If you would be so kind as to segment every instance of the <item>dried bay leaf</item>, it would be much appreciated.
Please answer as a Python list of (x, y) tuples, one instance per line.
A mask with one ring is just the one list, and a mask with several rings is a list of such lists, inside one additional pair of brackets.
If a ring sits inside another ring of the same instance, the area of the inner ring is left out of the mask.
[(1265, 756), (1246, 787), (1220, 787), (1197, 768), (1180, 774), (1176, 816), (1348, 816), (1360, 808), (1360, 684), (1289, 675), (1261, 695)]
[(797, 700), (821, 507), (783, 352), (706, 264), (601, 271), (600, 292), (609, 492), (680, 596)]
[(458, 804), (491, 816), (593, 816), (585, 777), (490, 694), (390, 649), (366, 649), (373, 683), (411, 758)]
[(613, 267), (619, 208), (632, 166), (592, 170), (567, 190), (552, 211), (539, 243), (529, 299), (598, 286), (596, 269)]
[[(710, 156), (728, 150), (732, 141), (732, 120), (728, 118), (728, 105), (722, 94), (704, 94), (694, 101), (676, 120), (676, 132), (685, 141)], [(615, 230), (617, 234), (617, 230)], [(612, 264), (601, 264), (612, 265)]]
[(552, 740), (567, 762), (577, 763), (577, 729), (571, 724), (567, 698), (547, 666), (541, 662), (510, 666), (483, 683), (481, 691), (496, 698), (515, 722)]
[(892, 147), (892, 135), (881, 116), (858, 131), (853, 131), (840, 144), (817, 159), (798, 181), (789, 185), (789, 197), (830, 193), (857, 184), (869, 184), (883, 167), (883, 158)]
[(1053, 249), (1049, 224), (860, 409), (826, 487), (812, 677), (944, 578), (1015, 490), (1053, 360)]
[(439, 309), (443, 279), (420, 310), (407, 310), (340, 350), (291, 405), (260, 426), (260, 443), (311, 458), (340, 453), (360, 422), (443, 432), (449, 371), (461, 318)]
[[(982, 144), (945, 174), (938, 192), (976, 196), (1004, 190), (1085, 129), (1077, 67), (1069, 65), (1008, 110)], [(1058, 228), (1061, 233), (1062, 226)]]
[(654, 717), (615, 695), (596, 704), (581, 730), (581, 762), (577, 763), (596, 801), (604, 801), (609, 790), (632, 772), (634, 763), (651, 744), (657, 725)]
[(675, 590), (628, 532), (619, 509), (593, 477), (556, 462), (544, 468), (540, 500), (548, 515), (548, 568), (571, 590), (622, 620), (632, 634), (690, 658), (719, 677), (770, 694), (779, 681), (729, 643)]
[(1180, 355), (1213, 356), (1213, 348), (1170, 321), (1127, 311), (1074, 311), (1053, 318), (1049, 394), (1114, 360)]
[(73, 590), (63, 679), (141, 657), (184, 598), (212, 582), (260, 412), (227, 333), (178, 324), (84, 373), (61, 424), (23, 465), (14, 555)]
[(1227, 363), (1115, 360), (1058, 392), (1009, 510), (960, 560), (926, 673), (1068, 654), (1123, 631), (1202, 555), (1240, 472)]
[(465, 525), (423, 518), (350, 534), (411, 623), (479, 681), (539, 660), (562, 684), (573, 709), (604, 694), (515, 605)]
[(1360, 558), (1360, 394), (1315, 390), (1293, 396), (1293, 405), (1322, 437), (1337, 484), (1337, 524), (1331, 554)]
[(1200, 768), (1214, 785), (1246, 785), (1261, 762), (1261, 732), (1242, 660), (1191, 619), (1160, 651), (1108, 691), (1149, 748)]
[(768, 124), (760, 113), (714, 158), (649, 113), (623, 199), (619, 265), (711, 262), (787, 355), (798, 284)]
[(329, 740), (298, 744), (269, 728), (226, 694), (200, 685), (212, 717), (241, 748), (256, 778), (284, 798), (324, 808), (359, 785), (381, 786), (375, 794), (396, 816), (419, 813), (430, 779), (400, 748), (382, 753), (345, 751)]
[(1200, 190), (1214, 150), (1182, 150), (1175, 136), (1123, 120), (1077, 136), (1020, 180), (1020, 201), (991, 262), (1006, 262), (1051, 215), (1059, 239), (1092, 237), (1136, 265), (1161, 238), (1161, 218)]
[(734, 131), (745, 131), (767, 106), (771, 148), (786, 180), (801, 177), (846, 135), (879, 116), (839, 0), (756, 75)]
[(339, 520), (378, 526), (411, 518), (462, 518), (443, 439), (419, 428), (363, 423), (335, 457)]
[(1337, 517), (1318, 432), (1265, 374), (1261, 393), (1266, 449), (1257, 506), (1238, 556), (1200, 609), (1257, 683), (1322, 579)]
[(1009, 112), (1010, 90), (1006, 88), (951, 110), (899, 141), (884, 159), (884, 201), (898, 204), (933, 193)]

________

Make an exact copy of the records.

> **ANSWER TO THIS PROBLEM**
If you would be so kind as to segment every instance of the <item>dried bay leaf</item>, it would be much appreciated.
Please answer as a Python list of (x, y) tuples, one instance per line.
A mask with one ring is just the one list, and a mask with several rings is a list of such lists, inside one additional pair of brackets.
If a ring sits inside another ring of the same instance, the area of the inner ring is left out of the mask.
[(1265, 756), (1246, 787), (1220, 787), (1197, 768), (1180, 774), (1176, 816), (1348, 816), (1360, 808), (1360, 684), (1289, 675), (1261, 695)]
[(797, 700), (821, 507), (783, 352), (706, 264), (601, 271), (600, 292), (609, 492), (680, 596)]
[(458, 804), (491, 816), (593, 816), (585, 777), (490, 694), (390, 649), (366, 649), (373, 683), (411, 758)]
[(613, 267), (619, 208), (632, 166), (592, 170), (567, 190), (552, 211), (539, 243), (529, 299), (598, 286), (596, 269)]
[[(710, 156), (728, 150), (732, 141), (732, 120), (728, 118), (728, 105), (722, 94), (704, 94), (694, 101), (676, 120), (676, 132), (685, 141)], [(615, 230), (617, 234), (617, 230)], [(612, 264), (601, 264), (612, 265)]]
[(552, 740), (567, 762), (577, 763), (577, 729), (571, 724), (567, 698), (547, 666), (541, 662), (510, 666), (483, 683), (481, 691), (496, 698), (515, 722)]
[(892, 147), (892, 135), (881, 116), (858, 131), (853, 131), (840, 144), (817, 159), (798, 181), (789, 185), (789, 197), (830, 193), (857, 184), (869, 184), (883, 167), (883, 158)]
[(1053, 249), (1049, 224), (860, 409), (826, 487), (812, 677), (944, 578), (1015, 490), (1053, 360)]
[(439, 309), (443, 279), (420, 310), (407, 310), (340, 350), (291, 405), (260, 426), (260, 443), (311, 458), (340, 453), (360, 422), (443, 432), (449, 371), (461, 318)]
[[(982, 144), (945, 174), (938, 192), (976, 196), (1004, 190), (1085, 129), (1077, 67), (1069, 65), (1008, 110)], [(1058, 228), (1061, 233), (1062, 226)]]
[(654, 717), (615, 695), (596, 704), (581, 730), (581, 762), (577, 763), (596, 801), (604, 801), (609, 790), (632, 772), (634, 763), (651, 744), (657, 725)]
[(675, 590), (628, 532), (619, 509), (593, 477), (556, 462), (544, 468), (540, 500), (548, 515), (548, 568), (571, 590), (622, 620), (632, 634), (690, 658), (719, 677), (770, 694), (779, 681), (729, 643)]
[(1180, 355), (1213, 356), (1213, 348), (1170, 321), (1127, 311), (1074, 311), (1053, 318), (1049, 394), (1114, 360)]
[(73, 590), (63, 679), (141, 657), (184, 598), (212, 582), (260, 412), (227, 333), (178, 324), (84, 373), (61, 424), (23, 465), (14, 555)]
[(1227, 363), (1115, 360), (1058, 392), (1009, 510), (960, 560), (926, 673), (1068, 654), (1123, 631), (1202, 555), (1240, 472)]
[(465, 525), (423, 518), (350, 534), (411, 623), (479, 681), (539, 660), (562, 684), (573, 709), (604, 694), (515, 605)]
[(1360, 558), (1360, 394), (1315, 390), (1293, 396), (1293, 405), (1322, 437), (1337, 484), (1337, 524), (1331, 554)]
[(1200, 768), (1214, 785), (1246, 785), (1261, 762), (1261, 732), (1242, 660), (1191, 619), (1160, 651), (1108, 691), (1149, 748)]
[(768, 124), (760, 113), (714, 158), (649, 113), (623, 199), (619, 265), (711, 262), (787, 355), (798, 284)]
[(329, 740), (298, 744), (269, 728), (226, 694), (200, 685), (212, 717), (241, 748), (256, 778), (284, 798), (324, 808), (359, 785), (381, 786), (375, 794), (396, 816), (419, 813), (430, 779), (400, 748), (382, 753), (345, 751)]
[(1200, 190), (1214, 150), (1182, 150), (1175, 136), (1123, 120), (1077, 136), (1020, 180), (1020, 201), (991, 262), (1006, 262), (1051, 215), (1059, 239), (1092, 237), (1136, 265), (1161, 238), (1161, 218)]
[(734, 131), (745, 131), (767, 106), (771, 148), (786, 180), (801, 177), (846, 135), (879, 116), (839, 0), (756, 75)]
[(339, 520), (378, 526), (411, 518), (462, 518), (443, 439), (419, 428), (363, 423), (335, 457)]
[(1337, 517), (1318, 432), (1265, 374), (1261, 393), (1266, 449), (1257, 506), (1238, 556), (1200, 609), (1257, 683), (1322, 579)]
[(1009, 112), (1010, 90), (1006, 88), (951, 110), (899, 141), (884, 159), (884, 201), (898, 204), (933, 193)]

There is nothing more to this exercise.